# Start of DATA SUPPLIED

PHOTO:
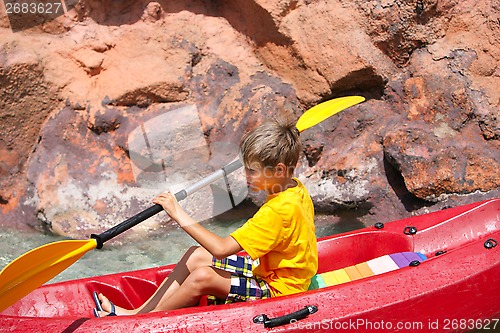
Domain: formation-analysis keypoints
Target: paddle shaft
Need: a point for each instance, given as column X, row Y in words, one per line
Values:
column 155, row 209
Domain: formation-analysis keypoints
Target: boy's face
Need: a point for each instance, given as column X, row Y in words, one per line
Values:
column 262, row 178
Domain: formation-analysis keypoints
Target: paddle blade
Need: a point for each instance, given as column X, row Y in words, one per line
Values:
column 322, row 111
column 34, row 268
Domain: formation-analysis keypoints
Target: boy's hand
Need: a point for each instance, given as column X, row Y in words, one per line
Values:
column 170, row 204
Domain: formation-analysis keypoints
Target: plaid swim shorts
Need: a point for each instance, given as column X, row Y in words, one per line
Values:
column 244, row 285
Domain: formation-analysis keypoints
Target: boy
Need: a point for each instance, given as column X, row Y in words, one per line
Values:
column 279, row 239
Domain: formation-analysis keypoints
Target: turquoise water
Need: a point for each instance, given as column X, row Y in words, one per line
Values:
column 132, row 255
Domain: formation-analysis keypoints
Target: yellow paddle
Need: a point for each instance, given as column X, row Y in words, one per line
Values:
column 34, row 268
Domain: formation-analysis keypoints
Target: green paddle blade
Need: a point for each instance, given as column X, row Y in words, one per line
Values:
column 38, row 266
column 322, row 111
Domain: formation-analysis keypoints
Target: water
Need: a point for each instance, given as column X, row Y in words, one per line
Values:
column 149, row 252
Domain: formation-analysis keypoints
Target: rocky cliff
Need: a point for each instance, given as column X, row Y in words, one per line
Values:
column 75, row 88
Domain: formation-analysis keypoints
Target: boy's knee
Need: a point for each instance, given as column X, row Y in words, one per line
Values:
column 199, row 257
column 202, row 278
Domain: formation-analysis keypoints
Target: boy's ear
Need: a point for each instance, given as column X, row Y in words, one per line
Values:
column 280, row 170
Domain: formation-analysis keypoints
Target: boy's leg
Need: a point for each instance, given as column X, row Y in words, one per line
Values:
column 195, row 257
column 202, row 281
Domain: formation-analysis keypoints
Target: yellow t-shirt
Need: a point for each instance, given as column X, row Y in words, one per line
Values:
column 281, row 235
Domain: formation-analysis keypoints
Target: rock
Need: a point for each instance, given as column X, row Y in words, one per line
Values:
column 78, row 90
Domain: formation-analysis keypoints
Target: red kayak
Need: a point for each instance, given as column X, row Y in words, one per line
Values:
column 438, row 272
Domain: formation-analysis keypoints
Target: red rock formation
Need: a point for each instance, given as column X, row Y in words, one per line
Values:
column 74, row 88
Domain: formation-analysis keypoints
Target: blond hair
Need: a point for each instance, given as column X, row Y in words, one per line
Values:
column 275, row 141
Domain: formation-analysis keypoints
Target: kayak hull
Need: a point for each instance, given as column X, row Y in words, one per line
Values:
column 457, row 291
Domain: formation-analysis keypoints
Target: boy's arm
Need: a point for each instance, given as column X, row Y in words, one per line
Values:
column 219, row 247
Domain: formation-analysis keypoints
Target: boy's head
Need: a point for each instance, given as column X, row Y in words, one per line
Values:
column 275, row 141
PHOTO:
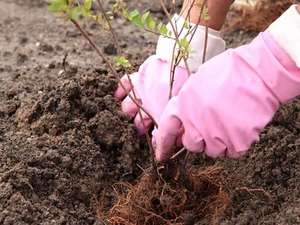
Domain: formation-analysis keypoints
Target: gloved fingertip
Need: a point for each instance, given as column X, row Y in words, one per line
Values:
column 142, row 125
column 119, row 93
column 129, row 108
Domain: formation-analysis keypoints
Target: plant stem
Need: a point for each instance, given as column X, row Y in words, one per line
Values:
column 114, row 35
column 111, row 68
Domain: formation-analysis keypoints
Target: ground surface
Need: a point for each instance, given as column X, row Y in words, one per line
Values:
column 63, row 142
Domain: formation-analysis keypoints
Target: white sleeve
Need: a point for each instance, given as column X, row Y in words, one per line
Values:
column 286, row 32
column 215, row 44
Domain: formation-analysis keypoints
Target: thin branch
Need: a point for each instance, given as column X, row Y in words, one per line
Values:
column 114, row 35
column 111, row 68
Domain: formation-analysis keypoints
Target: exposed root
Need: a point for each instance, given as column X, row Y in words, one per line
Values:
column 256, row 17
column 200, row 195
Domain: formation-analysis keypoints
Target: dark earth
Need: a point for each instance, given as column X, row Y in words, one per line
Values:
column 64, row 142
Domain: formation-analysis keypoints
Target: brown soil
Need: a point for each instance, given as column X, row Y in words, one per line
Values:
column 64, row 143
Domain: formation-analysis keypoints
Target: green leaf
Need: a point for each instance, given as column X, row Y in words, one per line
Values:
column 88, row 4
column 135, row 18
column 75, row 13
column 148, row 21
column 184, row 43
column 122, row 62
column 163, row 30
column 58, row 6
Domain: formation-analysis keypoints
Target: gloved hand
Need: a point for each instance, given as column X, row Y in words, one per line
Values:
column 152, row 82
column 224, row 106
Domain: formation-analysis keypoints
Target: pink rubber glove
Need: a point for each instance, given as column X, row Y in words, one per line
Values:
column 152, row 81
column 224, row 106
column 151, row 84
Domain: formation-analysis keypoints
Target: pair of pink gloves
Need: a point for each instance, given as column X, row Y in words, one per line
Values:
column 222, row 107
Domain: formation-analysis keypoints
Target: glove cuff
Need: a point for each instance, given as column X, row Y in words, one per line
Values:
column 215, row 45
column 286, row 32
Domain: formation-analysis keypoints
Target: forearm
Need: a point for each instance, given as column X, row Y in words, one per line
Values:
column 217, row 11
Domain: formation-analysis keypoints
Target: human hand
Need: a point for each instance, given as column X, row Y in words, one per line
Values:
column 224, row 106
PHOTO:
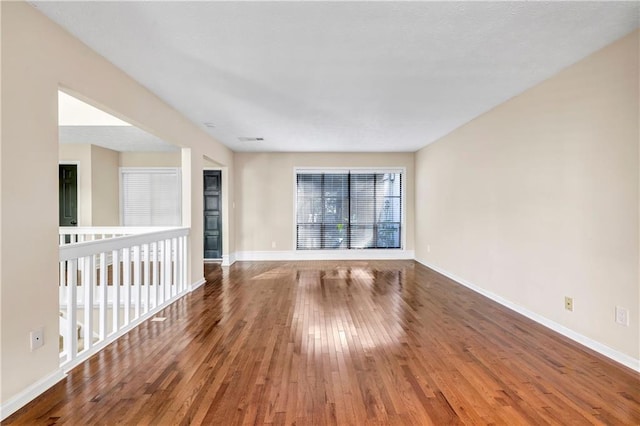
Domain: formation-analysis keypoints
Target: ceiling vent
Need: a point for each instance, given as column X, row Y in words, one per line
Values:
column 246, row 139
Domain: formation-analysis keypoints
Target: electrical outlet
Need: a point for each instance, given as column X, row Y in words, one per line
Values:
column 622, row 316
column 36, row 338
column 568, row 303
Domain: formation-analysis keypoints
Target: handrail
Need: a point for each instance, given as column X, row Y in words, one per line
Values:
column 88, row 248
column 110, row 230
column 114, row 278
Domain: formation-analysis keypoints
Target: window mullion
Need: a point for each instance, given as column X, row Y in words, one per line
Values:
column 349, row 210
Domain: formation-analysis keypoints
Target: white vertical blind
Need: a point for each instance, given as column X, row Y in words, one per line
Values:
column 150, row 196
column 348, row 209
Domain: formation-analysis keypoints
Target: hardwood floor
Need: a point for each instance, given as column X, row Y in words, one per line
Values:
column 347, row 343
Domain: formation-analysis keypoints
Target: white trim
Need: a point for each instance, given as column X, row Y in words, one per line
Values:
column 197, row 284
column 78, row 181
column 365, row 254
column 85, row 355
column 30, row 393
column 229, row 259
column 601, row 348
column 151, row 170
column 403, row 195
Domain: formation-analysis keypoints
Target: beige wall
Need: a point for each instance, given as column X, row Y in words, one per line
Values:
column 38, row 58
column 105, row 187
column 80, row 154
column 150, row 159
column 538, row 199
column 264, row 193
column 98, row 183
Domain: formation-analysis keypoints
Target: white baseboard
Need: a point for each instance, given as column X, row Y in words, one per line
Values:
column 18, row 401
column 228, row 259
column 605, row 350
column 378, row 254
column 197, row 284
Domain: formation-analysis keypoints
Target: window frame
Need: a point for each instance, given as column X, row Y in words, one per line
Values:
column 151, row 170
column 356, row 170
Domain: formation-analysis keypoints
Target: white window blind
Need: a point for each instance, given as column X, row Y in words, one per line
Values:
column 348, row 210
column 150, row 197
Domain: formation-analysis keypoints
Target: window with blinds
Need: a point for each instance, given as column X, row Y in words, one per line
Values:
column 150, row 197
column 348, row 210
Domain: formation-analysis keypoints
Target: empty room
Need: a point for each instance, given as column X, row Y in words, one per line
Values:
column 319, row 213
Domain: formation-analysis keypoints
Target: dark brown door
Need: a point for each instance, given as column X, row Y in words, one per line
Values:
column 68, row 194
column 212, row 217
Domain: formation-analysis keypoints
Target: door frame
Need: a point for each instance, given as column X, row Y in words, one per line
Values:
column 78, row 187
column 223, row 215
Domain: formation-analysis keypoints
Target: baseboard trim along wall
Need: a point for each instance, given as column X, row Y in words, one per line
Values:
column 23, row 398
column 605, row 350
column 377, row 254
column 197, row 284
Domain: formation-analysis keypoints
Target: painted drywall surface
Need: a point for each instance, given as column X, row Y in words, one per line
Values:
column 150, row 159
column 538, row 199
column 98, row 184
column 105, row 187
column 38, row 58
column 265, row 197
column 80, row 154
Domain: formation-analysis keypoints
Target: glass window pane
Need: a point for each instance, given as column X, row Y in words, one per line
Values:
column 335, row 236
column 362, row 237
column 336, row 210
column 362, row 210
column 388, row 209
column 336, row 185
column 309, row 237
column 388, row 235
column 309, row 210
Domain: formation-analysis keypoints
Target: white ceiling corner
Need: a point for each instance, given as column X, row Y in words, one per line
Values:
column 340, row 76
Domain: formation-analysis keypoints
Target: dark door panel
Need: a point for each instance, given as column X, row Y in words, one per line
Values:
column 68, row 194
column 212, row 215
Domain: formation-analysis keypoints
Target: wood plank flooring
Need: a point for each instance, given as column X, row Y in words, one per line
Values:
column 346, row 343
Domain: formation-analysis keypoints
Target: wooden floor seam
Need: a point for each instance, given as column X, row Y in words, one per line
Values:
column 339, row 343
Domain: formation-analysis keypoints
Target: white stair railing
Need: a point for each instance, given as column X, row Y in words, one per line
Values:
column 108, row 284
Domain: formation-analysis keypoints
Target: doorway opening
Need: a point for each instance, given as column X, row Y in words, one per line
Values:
column 68, row 194
column 212, row 204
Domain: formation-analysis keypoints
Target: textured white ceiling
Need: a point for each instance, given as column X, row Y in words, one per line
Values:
column 117, row 138
column 341, row 76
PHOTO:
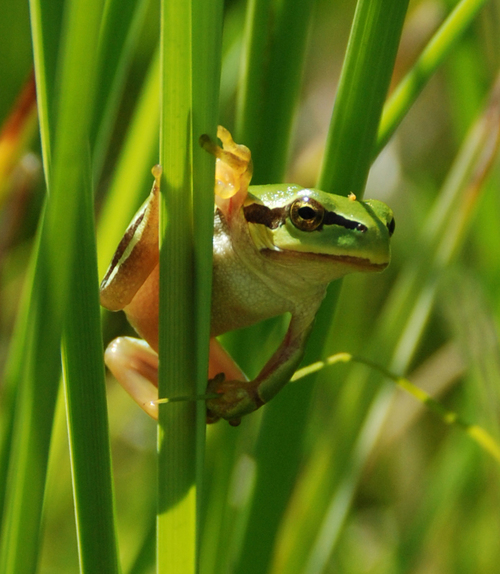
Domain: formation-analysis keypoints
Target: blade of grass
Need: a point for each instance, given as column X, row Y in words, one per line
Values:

# End of DATA SUPPLIED

▸ GIVEN EXERCISE
Please extract each line of the material above that contains the word "surface".

▸ RESULT FOR THIS EXERCISE
Target: ground surface
Target: painted drywall surface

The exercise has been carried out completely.